[List of tasks]
• A. Decide whether each statement below agrees with the passage on renal cell carcinoma, answering yes or no and quoting the words of the passage that settle it. (i) All of the body's blood passes through the kidneys about 20 times an hour. (ii) Renal cell carcinoma is a common form of cancer. (iii) IL-2 has been used to treat RCC for less than ten years.
• B. Revise the part of the passage on renal cell carcinoma that opens with the words containing "According to an" and closes with "times an hour.", putting "backbone" in place of "spine".

[Document section]
════
According to an article recently published in the journal Cancer, the treatment combination consisting of thalidomide (Thalomid®) and interleukin-2 (IL-2) provides disease control in over half of the patient with metastatic renal cell carcinoma.
The kidneys are a pair of bean-shaped organs located on each side of the spine that filter blood and eliminate waste in the urine through a complex system of filtration tubules. All of the blood in the body passes through the kidneys approximately 20 times an hour.
Renal cell carcinoma (RCC) is an uncommon form of cancer that is most often characterized by the presence of cancer cells in the lining of the kidney’s filtration tubules. Cancer that has spread outside the kidney to several and/or distant sites in the body is referred to as metastatic RCC.
Il-2 is an agent that stimulates the immune system to fight cancer. Il-2 has been used to treat RCC for more than two decades.
════
[Available data]
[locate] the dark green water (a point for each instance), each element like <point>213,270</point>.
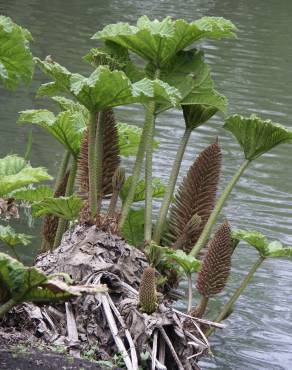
════
[Answers given]
• A.
(i) Yes: "All of the blood in the body passes through the kidneys approximately 20 times an hour."
(ii) No: "Renal cell carcinoma (RCC) is an uncommon form of cancer"
(iii) No: "Il-2 has been used to treat RCC for more than two decades."

• B.
According to an article recently published in the journal Cancer, the treatment combination consisting of thalidomide (Thalomid®) and interleukin-2 (IL-2) provides disease control in over half of the patient with metastatic renal cell carcinoma.
The kidneys are a pair of bean-shaped organs located on each side of the backbone that filter blood and eliminate waste in the urine through a complex system of filtration tubules. All of the blood in the body passes through the kidneys approximately 20 times an hour.